▸ **WHAT TO WORK ON**:
Every line of the entries below that carries the string "concrete" should be copied.

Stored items
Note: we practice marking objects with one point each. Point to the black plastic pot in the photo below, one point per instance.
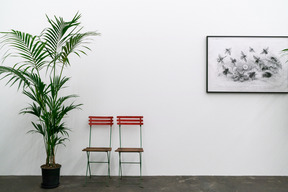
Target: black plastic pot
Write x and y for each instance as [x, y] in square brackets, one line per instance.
[50, 177]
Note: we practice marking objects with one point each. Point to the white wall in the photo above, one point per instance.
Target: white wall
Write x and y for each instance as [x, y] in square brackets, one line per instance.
[150, 61]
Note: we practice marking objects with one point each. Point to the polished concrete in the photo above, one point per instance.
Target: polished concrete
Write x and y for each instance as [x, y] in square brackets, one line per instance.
[151, 184]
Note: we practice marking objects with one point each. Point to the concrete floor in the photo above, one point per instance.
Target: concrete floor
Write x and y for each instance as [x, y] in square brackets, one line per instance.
[151, 184]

▸ **YOUR SOLUTION**:
Note: we practice marking objects with one point each. Point to the polished concrete in the photo above, one point per instance.
Target: polished concrete
Note: we practice marking objects with one point each. Point to the concrete floor in the photo above, one point per instance.
Target: concrete floor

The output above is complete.